Русская провинция и будущее России. 95-ый километр

Русская провинция и будущее России. 95-ый километр

95-й километр

Около двух часов в пути по направлению к Москве, и вот он – 95-й км. Именно тут находится поворот на деревню с необычным названием Вороний Остров, куда в детстве меня отправляли на все три летних месяца. С виду поселение достаточно большое – около 50 домов, но по окончании дачного сезона обитаемых остается только восемь.

Дядя Юра и тетя Шура живут в Вороньем Острове уже давно. Я помню их с самого детства, как только начала ездить на дачу. Уже тогда они порой заходили к нам, пытаясь что-нибудь продать или просто попросить денег в долг. Я их всегда боялась: дядя Юра с тетей Шурой – местные пьяницы. Он – высокий, слегка сутулый, молчаливый и угрюмый – всегда напоминал мне волка из советского мультфильма «Ну, погоди!»: как и этот персонаж, дядя Юра бродит по деревеньке с сигаретой во рту в старой майке цвета тельняшки. В деревне его почему-то называют цыганом. Жена его, Шурочка, полная, с распухшим лицом, крикливая женщина, редко показывается на улице. Когда-то супруги жили в Колпино, где у Шуры, как рассказывают, даже была собственная торговая лавка. Но это было давно. Дело не заладилось, а Шуре и Юре вместе с 7 детьми пришлось вернуться обратно в деревню. Теперь супруги живут вдвоем: дети разъехались, а некоторые уже погибли. Летом дядя Юра вылезает на подработку: то траву скосит, то починит что-нибудь у дачников. Оплату берет либо деньгами, либо сразу бутылкой. Раньше у Шуры с Юрой была целая компания, которой они собирались вечерком. Но несколько лет назад один их товарищ после таких посиделок не проснулся, а прошлым летом, уснув, вместе со своим домом сгорел другой. Теперь супруги выпивают одни: остальные местные жители – старики - продолжают заниматься остатками своего хозяйства, пить им некогда. Правда, с огородом и животными им одним управиться с каждым годом становится все труднее. Вот и не осталось теперь коров в деревне, всех закололи.

━━━━━━━━

** ПОСТАВЛЕННАЯ ЗАДАЧА A **
Перепишите слово в слово строки из записей ниже: от строки с «Please spot the dark» и до самого конца записей, включая обе границы.

━━━━━━━━

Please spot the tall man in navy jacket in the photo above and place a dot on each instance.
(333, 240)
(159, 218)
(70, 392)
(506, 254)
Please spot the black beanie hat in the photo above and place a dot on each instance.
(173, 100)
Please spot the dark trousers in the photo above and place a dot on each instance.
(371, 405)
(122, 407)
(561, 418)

━━━━━━━━

** ПОСТАВЛЕННАЯ ЗАДАЧА B **
Перескажите короче абзац отрывка, который начинается словами «Дядя Юра и тетя Шура живут», и сохраните его главные факты.

** ПОЛНЫЙ ОТВЕТ A **
Please spot the dark trousers in the photo above and place a dot on each instance.
(371, 405)
(122, 407)
(561, 418)

** ПОЛНЫЙ ОТВЕТ B **
Дядя Юра и тетя Шура давно живут в Вороньем Острове и известны как местные пьяницы. Раньше они заходили к дачникам, чтобы что-нибудь продать или занять денег. Дядя Юра высокий, сутулый, молчаливый и угрюмый, похож на волка из «Ну, погоди!», и в деревне его зовут цыганом. Шура полная и крикливая, на улице показывается редко. Когда-то супруги жили в Колпино, где у Шуры была своя лавка. Дело не заладилось, и они с семью детьми вернулись в деревню. Теперь дети разъехались, а некоторые погибли. Летом Юра подрабатывает у дачников и берет за это деньги или бутылку. Из их прежней компании один товарищ не проснулся после посиделок, а другой сгорел вместе с домом, поэтому супруги теперь пьют вдвоем. Остальные жители деревни — старики, занятые хозяйством, которое им все труднее вести. Коров в деревне уже не осталось.